» Page excerpt:
We often hear things like:
[I]t seems very strange that a frequentist could not analyze a given set of data, such as (x1,…, xn) [in Armitage’s example] if the stopping rule is not given. . . . [D]ata should be able to speak for itself. (Berger and Wolpert 1988, 78)
But data do not speak for themselves, unless sufficient information is included to correctly appraise relevant error probabilities. The error statistician has a perfectly nonpsychological way of accounting for the impact of stopping rules, as well as other aspects of experimental plans. The impact is on the stringency or severity of the test that the purported “real effect” has passed. In the optional stopping plan, there is a difference in the set of possible outcomes; certain outcomes available in the fixed sample size plan are no longer available. If a stopping rule is truly open-ended (it need not be), then the possible outcomes do not contain any that fail to reject the null hypothesis. (The above rule stops in a finite # of trials, it is “proper”.)
Does the difference in error probabilities corresponding to a difference in sampling plans correspond to any real difference in the experiment? Yes. The researchers really did do something different in the try-and-try-again scheme and, as Armitage says, thou shalt be misled if your account cannot report this.
We have banished the argument from intentions, the allegation that letting stopping plans matter to the interpretation of data is tantamount to letting psychological intentions matter. So if you’re at my dinner table, can I count on you not to rehearse this one…?
One last thing….
The Optional Stopping Effect with Bayesian (Two-sided) Confidence Intervals
The equivalent stopping rule can be framed in terms of the corresponding 95% “confidence interval” method, given the normal distribution above (their term and quotes):
Keep sampling until the 95% confidence interval excludes 0.
Berger and Wolpert concede that using this stopping rule “has thus succeeded in getting the [Bayesian] conditionalist to perceive that μ ≠ 0, and has done so honestly” (pp. 80-81). This seems to be a striking admission—especially as the Bayesian interval assigns a probability of .95 to the truth of the interval estimate (using a”noninformative prior density”):
µ = m + 1.96(σ/√n)
But, they maintain (or did back then) that the LP only “seems to allow the experimenter to mislead a Bayesian. The ‘misleading,’ however, is solely from a frequentist viewpoint, and will not be of concern to a conditionalist.” Does this mean that while the real error probabilities are poor, Bayesians are not impacted, since, from the perspective of what they believe, there is no misleading?
[i] There are certain exceptions where the stopping rule may be “informative”. Other posts may be found on LP violations, and an informal version of my critique of Birnbaum’s LP argument. On optional stopping, see also Irony and Bad Faith.
[ii] I found, on an old webpage of mine, (a pale copy of) the “Savage forum“.

» Exercise instructions:
Continue the passage on stopping rules and error probabilities, picking up right after its last line.

» Supplied data:
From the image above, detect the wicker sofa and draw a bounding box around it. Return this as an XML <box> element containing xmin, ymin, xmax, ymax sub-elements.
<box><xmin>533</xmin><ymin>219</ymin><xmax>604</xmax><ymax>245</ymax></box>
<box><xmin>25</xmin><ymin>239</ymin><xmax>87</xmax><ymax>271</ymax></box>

» Answer to this task:
Armitage, P. (1962), “Discussion”, in The Foundations of Statistical Inference: A Discussion, (G. A. Barnard and D. R. Cox eds.), London: Methuen, 72.
Berger J. O. and Wolpert, R. L. (1988), The Likelihood Principle: A Review, Generalizations, and Statistical Implications 2nd edition, Lecture Notes-Monograph Series, Vol. 6, Shanti S. Gupta, Series Editor, Hayward, California: Institute of Mathematical Statistics.
Birnbaum, A. (1969), “Concepts of Statistical Evidence” In Philosophy, Science, and Method: Essays in Honor of Ernest Nagel, S. Morgenbesser, P. Suppes, and M. White (eds.): New York: St. Martin’s Press, 112-43.
Cox, D. R. (1977), “The Role of Significance Tests (with discussion)”, Scandinavian Journal of Statistics 4, 49–70.
Cox, D. R. and D. V. Hinkley (1974), Theoretical Statistics, London: Chapman & Hall.
Edwards, W., H, Lindman, and L. Savage. 1963 Bayesian Statistical Inference for Psychological Research. Psychological Review 70: 193-242.
Howson, C., and P. Urbach (1993[1989]), Scientific Reasoning: The Bayesian Approach, 2nd ed., La Salle: Open Court.
Mayo, D. G. and M. Kruse (2001), “Principles of Inference and Their Consequences,” in D. Cornfield and J. Williamson (eds.) Foundations of Bayesianism. Dordrecht: Kluwer Academic Publishers, 381-403.
Savage, L. (1962), “Discussion”, in The Foundations of Statistical Inference: A Discussion, (G. A. Barnard and D. R. Cox eds.), London: Methuen, 76.
A couple of e-mails reminded of some of the variants on this “argument from intentions” joke….if you want to share them, please put them in a comment. One involves a story of a deceased experimenter and the twists and turns through letters, notes, and revelations regarding his intended sampling plan. Same idea.
However, another type of joke that gets lumped together is one that I think is relevantly different. That’s the one that usually ends with something like, “next you’ll be worrying about my oscilloscope”. But I’ve never understood why it is supposed that the so-called censoring principle is violated by sampling theorists. Yet when Birnbaum began to have cold feet regarding his proof of the likelihood principle, he switches to the censoring principle as another route to the same destination. I’m leaving a lot out here which can be taken up another time if there is interest.
We discuss this issue in Chapters 6 and 7 of Bayesian Data Analysis.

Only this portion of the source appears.